§ **SUPPLIED MATERIAL**
Segment Open
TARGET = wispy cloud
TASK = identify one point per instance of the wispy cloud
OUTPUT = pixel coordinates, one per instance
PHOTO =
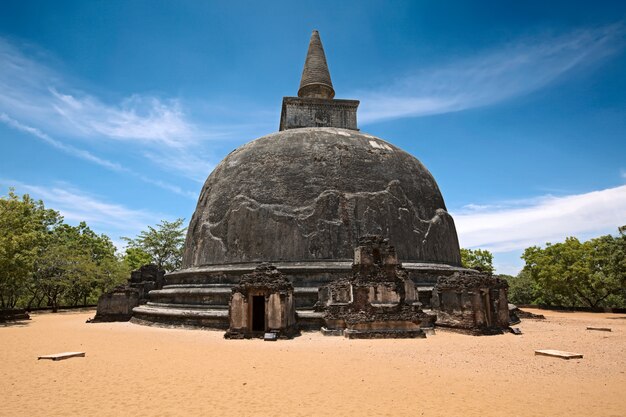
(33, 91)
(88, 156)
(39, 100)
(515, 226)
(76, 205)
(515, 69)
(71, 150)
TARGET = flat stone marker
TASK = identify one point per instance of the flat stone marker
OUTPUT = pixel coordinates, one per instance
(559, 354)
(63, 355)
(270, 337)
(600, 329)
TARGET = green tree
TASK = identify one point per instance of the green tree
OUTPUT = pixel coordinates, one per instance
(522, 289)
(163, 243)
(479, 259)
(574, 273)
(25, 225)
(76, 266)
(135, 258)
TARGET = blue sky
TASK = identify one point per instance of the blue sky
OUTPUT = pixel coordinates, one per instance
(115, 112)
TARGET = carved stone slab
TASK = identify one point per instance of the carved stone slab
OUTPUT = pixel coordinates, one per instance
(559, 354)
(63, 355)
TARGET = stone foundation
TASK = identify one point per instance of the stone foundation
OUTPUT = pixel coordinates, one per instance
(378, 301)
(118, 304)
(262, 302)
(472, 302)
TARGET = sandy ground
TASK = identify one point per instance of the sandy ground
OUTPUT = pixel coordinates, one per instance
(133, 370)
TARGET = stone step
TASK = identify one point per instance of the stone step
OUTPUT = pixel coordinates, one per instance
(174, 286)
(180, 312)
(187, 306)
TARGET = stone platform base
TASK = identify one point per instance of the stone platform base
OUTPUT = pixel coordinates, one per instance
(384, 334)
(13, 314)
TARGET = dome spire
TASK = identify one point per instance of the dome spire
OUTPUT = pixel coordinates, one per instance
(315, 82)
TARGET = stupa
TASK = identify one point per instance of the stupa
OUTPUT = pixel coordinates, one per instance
Segment Closed
Segment Open
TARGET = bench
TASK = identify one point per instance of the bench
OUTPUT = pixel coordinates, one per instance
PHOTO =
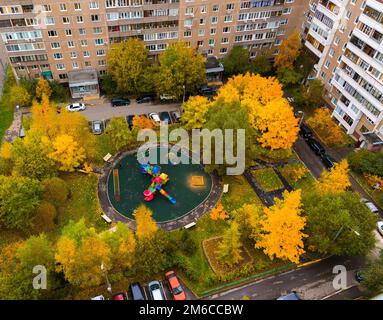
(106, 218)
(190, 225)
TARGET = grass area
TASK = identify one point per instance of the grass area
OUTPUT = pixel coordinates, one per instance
Segment Closed
From the preceding records, count the lines where "cloud" occurs and reply with the number only.

§ **EXERCISE RESPONSE**
2